## Start Rows

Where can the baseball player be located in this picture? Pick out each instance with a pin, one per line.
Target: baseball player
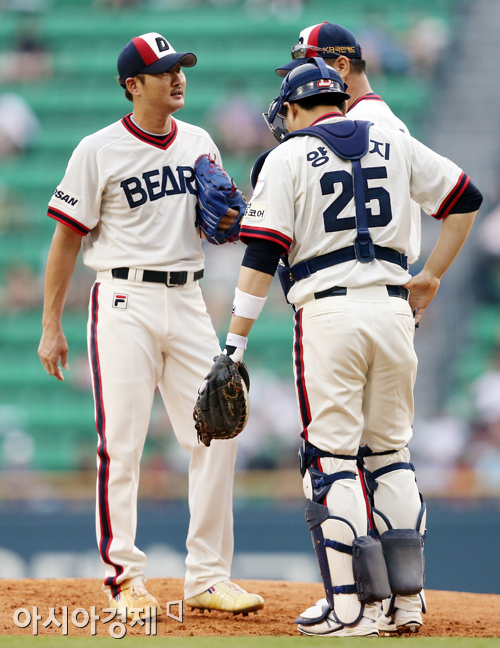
(335, 197)
(341, 51)
(128, 199)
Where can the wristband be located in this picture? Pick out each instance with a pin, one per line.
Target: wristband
(246, 305)
(238, 341)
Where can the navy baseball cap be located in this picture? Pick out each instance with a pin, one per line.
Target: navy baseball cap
(326, 40)
(150, 54)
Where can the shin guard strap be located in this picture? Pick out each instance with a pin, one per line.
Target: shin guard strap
(371, 477)
(339, 546)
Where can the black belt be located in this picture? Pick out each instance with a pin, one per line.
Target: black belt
(172, 278)
(392, 291)
(306, 268)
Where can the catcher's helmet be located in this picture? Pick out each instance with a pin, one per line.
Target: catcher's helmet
(311, 78)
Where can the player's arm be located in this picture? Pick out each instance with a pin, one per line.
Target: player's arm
(58, 273)
(455, 229)
(257, 270)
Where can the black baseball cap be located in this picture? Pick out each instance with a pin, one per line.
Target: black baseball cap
(326, 40)
(150, 54)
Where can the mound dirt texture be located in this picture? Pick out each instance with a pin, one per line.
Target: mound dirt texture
(450, 613)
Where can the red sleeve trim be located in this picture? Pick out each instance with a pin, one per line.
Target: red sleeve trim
(371, 96)
(452, 197)
(68, 221)
(266, 234)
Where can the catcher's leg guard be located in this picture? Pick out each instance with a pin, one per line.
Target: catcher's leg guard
(399, 517)
(352, 568)
(349, 565)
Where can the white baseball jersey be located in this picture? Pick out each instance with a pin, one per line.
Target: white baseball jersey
(372, 108)
(133, 195)
(304, 201)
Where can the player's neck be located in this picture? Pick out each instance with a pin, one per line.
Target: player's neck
(359, 86)
(155, 123)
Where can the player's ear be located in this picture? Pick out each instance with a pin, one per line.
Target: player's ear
(343, 66)
(132, 84)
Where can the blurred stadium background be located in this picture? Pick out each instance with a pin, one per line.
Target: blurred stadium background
(434, 62)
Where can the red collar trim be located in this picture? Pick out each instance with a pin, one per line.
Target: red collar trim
(327, 116)
(371, 96)
(159, 141)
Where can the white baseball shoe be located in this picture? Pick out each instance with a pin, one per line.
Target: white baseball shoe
(318, 621)
(399, 622)
(227, 597)
(135, 599)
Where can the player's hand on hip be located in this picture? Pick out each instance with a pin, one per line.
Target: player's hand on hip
(228, 220)
(53, 346)
(423, 288)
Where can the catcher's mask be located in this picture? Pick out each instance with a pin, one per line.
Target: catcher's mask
(311, 78)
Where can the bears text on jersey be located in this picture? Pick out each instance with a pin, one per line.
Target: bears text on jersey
(156, 185)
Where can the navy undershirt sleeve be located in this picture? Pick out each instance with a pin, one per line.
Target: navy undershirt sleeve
(469, 201)
(262, 255)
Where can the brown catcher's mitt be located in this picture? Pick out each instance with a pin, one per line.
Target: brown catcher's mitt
(222, 407)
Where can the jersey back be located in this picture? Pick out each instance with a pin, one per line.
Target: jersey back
(372, 108)
(304, 200)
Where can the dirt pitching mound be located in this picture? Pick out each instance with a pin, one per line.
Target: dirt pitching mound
(450, 613)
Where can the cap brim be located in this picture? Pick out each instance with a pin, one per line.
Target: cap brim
(166, 63)
(283, 70)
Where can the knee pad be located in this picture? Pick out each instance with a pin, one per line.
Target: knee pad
(349, 565)
(317, 483)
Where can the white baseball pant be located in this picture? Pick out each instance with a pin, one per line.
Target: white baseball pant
(140, 336)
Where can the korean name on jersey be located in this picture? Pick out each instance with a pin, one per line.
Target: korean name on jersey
(304, 201)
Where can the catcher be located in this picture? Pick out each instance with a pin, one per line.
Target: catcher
(335, 196)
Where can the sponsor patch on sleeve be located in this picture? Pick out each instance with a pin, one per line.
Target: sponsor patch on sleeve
(256, 210)
(259, 186)
(69, 200)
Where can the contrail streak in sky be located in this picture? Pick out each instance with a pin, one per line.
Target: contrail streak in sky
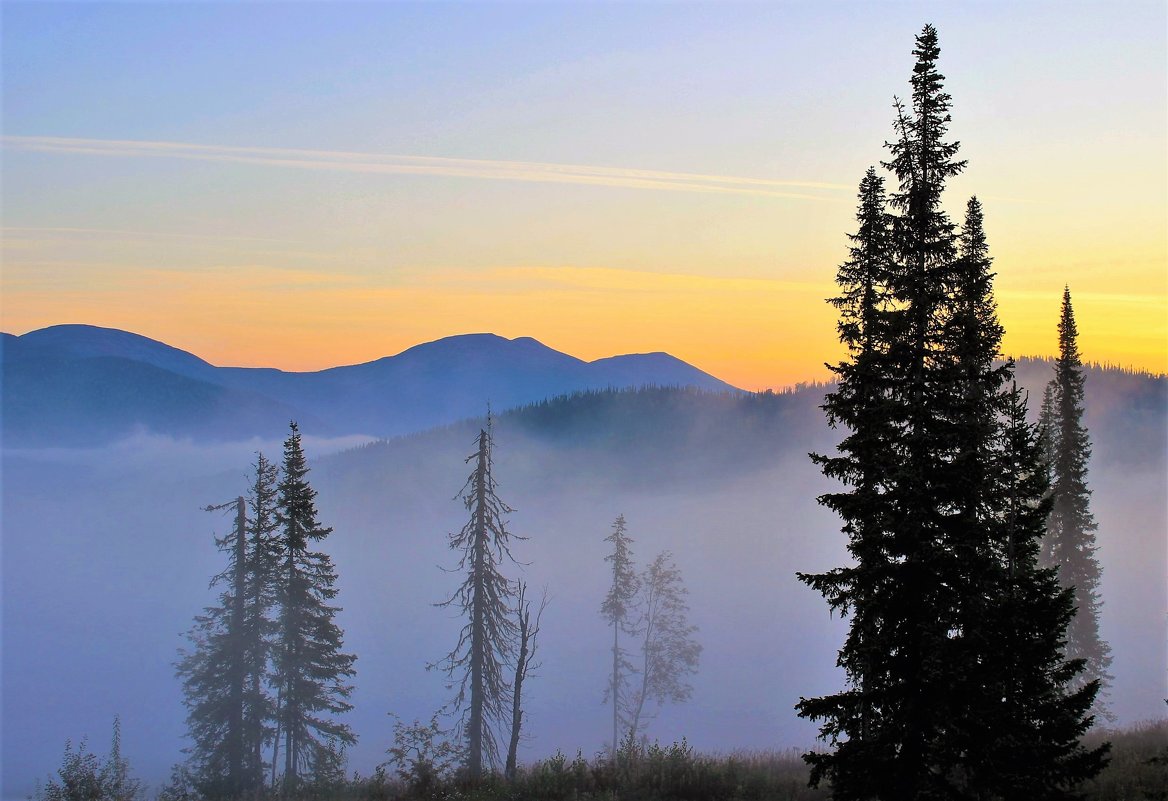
(425, 165)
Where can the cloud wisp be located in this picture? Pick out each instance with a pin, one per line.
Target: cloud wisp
(437, 166)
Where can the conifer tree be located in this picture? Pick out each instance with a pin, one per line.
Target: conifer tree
(259, 625)
(926, 412)
(1021, 738)
(1070, 543)
(312, 673)
(226, 674)
(617, 608)
(487, 598)
(215, 673)
(669, 654)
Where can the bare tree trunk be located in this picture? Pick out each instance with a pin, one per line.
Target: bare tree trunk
(616, 685)
(525, 634)
(478, 635)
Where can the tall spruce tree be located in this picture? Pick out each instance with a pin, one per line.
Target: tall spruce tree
(487, 598)
(668, 650)
(215, 673)
(1070, 543)
(259, 628)
(226, 675)
(617, 610)
(312, 673)
(926, 411)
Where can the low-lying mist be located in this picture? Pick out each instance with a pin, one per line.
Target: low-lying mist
(108, 556)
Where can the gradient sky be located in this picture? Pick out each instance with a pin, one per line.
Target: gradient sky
(308, 185)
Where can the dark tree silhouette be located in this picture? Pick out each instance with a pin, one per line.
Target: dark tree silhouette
(312, 673)
(487, 598)
(669, 654)
(618, 608)
(926, 413)
(217, 675)
(226, 674)
(528, 639)
(1070, 543)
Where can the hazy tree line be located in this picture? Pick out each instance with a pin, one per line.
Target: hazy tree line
(973, 661)
(265, 678)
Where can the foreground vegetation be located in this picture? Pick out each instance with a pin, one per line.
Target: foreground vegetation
(1138, 771)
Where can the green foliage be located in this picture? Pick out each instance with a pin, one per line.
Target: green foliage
(1139, 764)
(311, 668)
(957, 684)
(1070, 543)
(84, 777)
(423, 757)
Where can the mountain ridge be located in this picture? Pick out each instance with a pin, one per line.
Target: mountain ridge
(54, 395)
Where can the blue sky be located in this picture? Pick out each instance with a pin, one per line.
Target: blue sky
(1059, 108)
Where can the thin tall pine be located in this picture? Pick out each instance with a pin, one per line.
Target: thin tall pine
(312, 671)
(1070, 544)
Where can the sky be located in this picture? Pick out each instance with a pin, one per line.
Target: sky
(301, 185)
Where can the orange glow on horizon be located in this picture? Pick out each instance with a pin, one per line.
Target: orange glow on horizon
(752, 333)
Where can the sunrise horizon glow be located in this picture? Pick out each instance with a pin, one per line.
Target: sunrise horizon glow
(331, 185)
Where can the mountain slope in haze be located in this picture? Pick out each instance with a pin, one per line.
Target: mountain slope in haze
(108, 559)
(83, 385)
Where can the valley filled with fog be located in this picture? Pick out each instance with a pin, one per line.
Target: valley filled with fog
(108, 556)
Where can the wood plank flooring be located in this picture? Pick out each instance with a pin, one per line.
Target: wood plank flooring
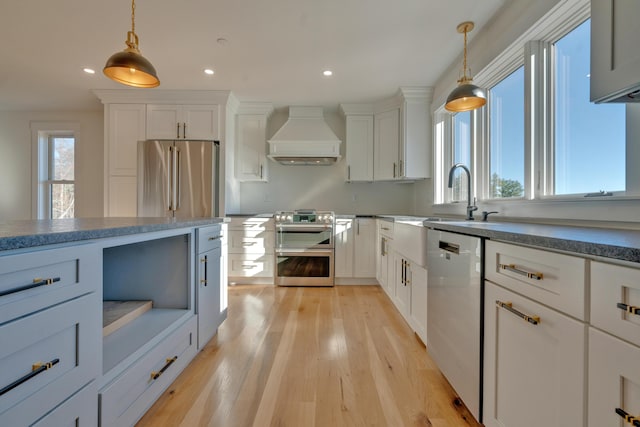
(311, 357)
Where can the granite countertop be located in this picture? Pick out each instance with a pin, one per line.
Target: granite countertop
(30, 233)
(608, 243)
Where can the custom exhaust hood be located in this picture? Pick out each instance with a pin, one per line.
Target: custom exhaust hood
(305, 139)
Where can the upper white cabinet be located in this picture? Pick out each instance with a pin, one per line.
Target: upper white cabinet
(251, 142)
(359, 147)
(168, 121)
(386, 146)
(615, 57)
(124, 127)
(390, 140)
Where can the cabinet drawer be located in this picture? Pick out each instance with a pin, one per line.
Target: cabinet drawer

## End Rows

[Exercise prompt]:
Return all of the entries word for word, but omit the pictures.

[Solved exercise]:
Where can the baseball player be located in this picture? Pick out each instance with a pin, one per line.
Target: baseball player
(335, 197)
(341, 51)
(128, 199)
Where can the wristband be located in this picture? Pick out each instance with a pin, one per line.
Target: wristband
(246, 305)
(238, 341)
Where can the navy baseball cap be located in this picture? Pick out each instance with a pin, one per line.
Target: navy baseball cap
(326, 40)
(150, 54)
Where can the shin guard strap be located in this picture? Pick out each instance with a pin, one per line.
Target: shin guard strap
(371, 477)
(339, 546)
Where can the black belt be located in this picture? Pick out each instance with a pin, one per line.
Target: black belt
(172, 278)
(392, 291)
(306, 268)
Where can the catcher's helmet be located in this picture? Pick out each instance with a pin, one per line.
Target: catcher's helmet
(311, 78)
Where can the player's arm be located in this picture? Pick out each instance with a pin, one per line.
Target: player's arm
(58, 273)
(455, 229)
(257, 270)
Where can the black baseball cap be located in this picture? Pick out each instance with a pin, one per line.
Target: black baseball cap
(326, 40)
(150, 54)
Where can the mound dirt texture be located in this picture? Pick out each instance with a pin, one per line.
Target: mound dirt texture
(450, 613)
Where can the red sleeve trim be located in this picture? Pick out each instance with a pin, one per line.
Target: red sleeve trim
(371, 96)
(452, 197)
(68, 221)
(266, 234)
Where can the catcher's leg guard be located in this picture? Pick out each instance with a pin, one per line.
Target: catcher's leg guard
(399, 517)
(352, 568)
(349, 565)
Where can the white baseball jersey be located in this picture? Pick out each instance with a pin, one per line.
Target: white baseball jersey
(372, 108)
(133, 195)
(304, 201)
Where can the player's neck be located in this picture? Pick out each instance with a pin, one per line.
Target: player's neck
(359, 86)
(155, 123)
Where can the player's ear be located in this picture? Pick out each instance with a pin, one per line.
Target: player's ear
(343, 66)
(132, 84)
Where can the blurred stadium background be located in this picture? Pick out each instance with a pin, one per line.
Target: blurred stadium background
(434, 62)
Where can the red collar trim be located in this picture? Pick out each instance with a pin, one per line.
Target: red collar trim
(327, 116)
(371, 96)
(159, 141)
Where can the white baseball shoe be located in this picture? Pick out each instance with a pin, one per line.
Target: white baseball shoe
(318, 621)
(399, 622)
(227, 597)
(135, 599)
Where can the player's hand on hip be located in this picture? Pick out each instance with a pin, one per line.
Target: player's hand on hip
(228, 220)
(53, 346)
(423, 288)
Where can the catcher's mask be located in this picture? Pick out each instance with a pin, one per line.
Target: catcher's mask
(311, 78)
Where can the bears text on jersey be located in this picture? Pick out each instance with a pin, one per line.
Target: bears text on jersey
(156, 185)
Where can the navy undershirt sleeve be located in this picture? Pick out each instance with a pin, one per line.
Target: navy undershirt sleeve
(469, 201)
(262, 255)
Where can the brown catcher's mitt be located in this picture? Pick out each instance with a pin, one per line.
Target: brown catcher's mitt
(222, 407)
Where can the jersey back be located in this picture? Pick out each instance with a pin, one per line.
Target: jersey back
(372, 108)
(304, 200)
Where can the dirt pitching mound be located in this picture? Pick out each instance with a pin, one per line.
Target: dirt pitching mound
(450, 613)
Where can the cap brim be located in this picture? Pick out each instance with a pin, one per line.
Target: cap brim
(166, 63)
(283, 70)
Where can the knee pad be located in this picture? Pick out each instance with a pin, one per line.
Target: knee pad
(349, 565)
(317, 483)
Where can the white baseball pant be located in this picture? Pick out each instance with a pin, one per line.
Target: white baseball pant
(140, 336)
Where can the korean name on jersey be located in this picture? Pick out each instance with a pin, one per line.
Target: korean name on jersey
(304, 201)
Where can the catcher be located in this picture? Pick out each instance with a pin, one per line.
Target: catcher
(335, 196)
Where can the sponsor patch on sleeve be located in this picture? Pick out each instance with a pin, one per line.
Target: sponsor patch on sleeve
(256, 210)
(259, 186)
(69, 200)
Where can the contrail streak in sky be located in this picture? Pick out each instance with a pin, one per line.
Target: contrail streak in sky
(425, 165)
Where can the cloud wisp be located in this picture? Pick out each instance with a pin, one per line.
Target: cloud wisp
(437, 166)
Where can the conifer tree be located in this picture? Pick out each instance with a pin, one per line.
Target: conifer tree
(259, 625)
(926, 412)
(1021, 738)
(1070, 543)
(312, 673)
(226, 674)
(617, 608)
(487, 598)
(215, 673)
(669, 654)
Where can the bare tree trunk be located in this picture? Pick out each instance with a pin, one per line.
Target: bare tree trunk
(616, 685)
(525, 634)
(478, 635)
Where can the tall spruce tree be located in this picture? Pick out each instance with a pin, one per line.
Target: tall spruce tree
(487, 598)
(668, 650)
(215, 673)
(1070, 543)
(259, 628)
(226, 675)
(617, 610)
(312, 673)
(926, 411)
Where can the low-lying mist be located in this picture? Pick out each instance with a pin, one per line.
Target: low-lying mist
(108, 556)
Where can the gradient sky be located in this picture? Pick out each instance with a pin, one per line.
Target: gradient sky
(308, 185)
Where can the dark tree silhouette be located in this picture? Pick out each instance with a pin, one per line.
Target: dark tree silhouette
(312, 673)
(487, 598)
(669, 654)
(618, 608)
(926, 413)
(217, 675)
(226, 674)
(528, 639)
(1070, 543)
Where can the hazy tree line be located in this picture? Pick out each instance with a pin, one per line.
Target: hazy tree line
(973, 661)
(265, 678)
Where can the foreground vegetation be located in this picture? Pick out each instance with a pin, one per line.
Target: foreground vegetation
(1138, 771)
Where can the green foliage be located in this picture? Pick out each instance with a pin, one per line.
Target: green foliage
(1139, 764)
(311, 668)
(957, 684)
(1070, 543)
(84, 777)
(423, 757)
Where can the mountain ridge be located in this picture? Pick out each instance with a pin, one per line.
Target: mountain ridge
(54, 395)
Where can the blue sky be located in this picture? Pick out each instance with a pin, one per line.
Target: blue sky
(1059, 108)
Where can the thin tall pine be located in this picture? Pick out each instance with a pin, one per line.
Target: thin tall pine
(312, 671)
(1070, 544)
Where can the sky be located in this picture? Pick out each instance with a pin, one per line.
Target: sky
(301, 185)
Where can the orange glow on horizon be located in this picture? Pick out each instance with a pin, one per line.
Target: orange glow on horizon
(752, 333)
Where can the sunrise horizon glow be located in this picture? Pick out each instance with a pin, one per line.
Target: sunrise horizon glow
(331, 185)
Where can the mountain slope in haze be located in this picture? Pick out each instance with a pin, one per line.
Target: mountain slope in haze
(108, 559)
(83, 385)
Where can the valley filled with fog be located in this picture? Pick out each instance with a pin, one per line.
Target: valley filled with fog
(108, 556)
Where can the wood plank flooring be located in this picture? Pick out each instance with a pin, one per line.
Target: wood plank flooring
(311, 357)
Where can the granite countertop be located in this picture? Pick out each instance with a pin, one per line.
Target: granite countertop
(30, 233)
(608, 243)
Where can the custom exhaust hood be located in this picture? Pick out each instance with a pin, one per line.
Target: custom exhaust hood
(305, 139)
Where can the upper white cabinet be located in this picture? Pick out each instance with a pin, one per line.
Target: upper white cabinet
(251, 142)
(359, 147)
(168, 121)
(386, 146)
(615, 57)
(124, 127)
(390, 140)
Where can the cabinet drawer be located in this picture? Pick out each instance with a pin, one per line.
Target: cabinet drawer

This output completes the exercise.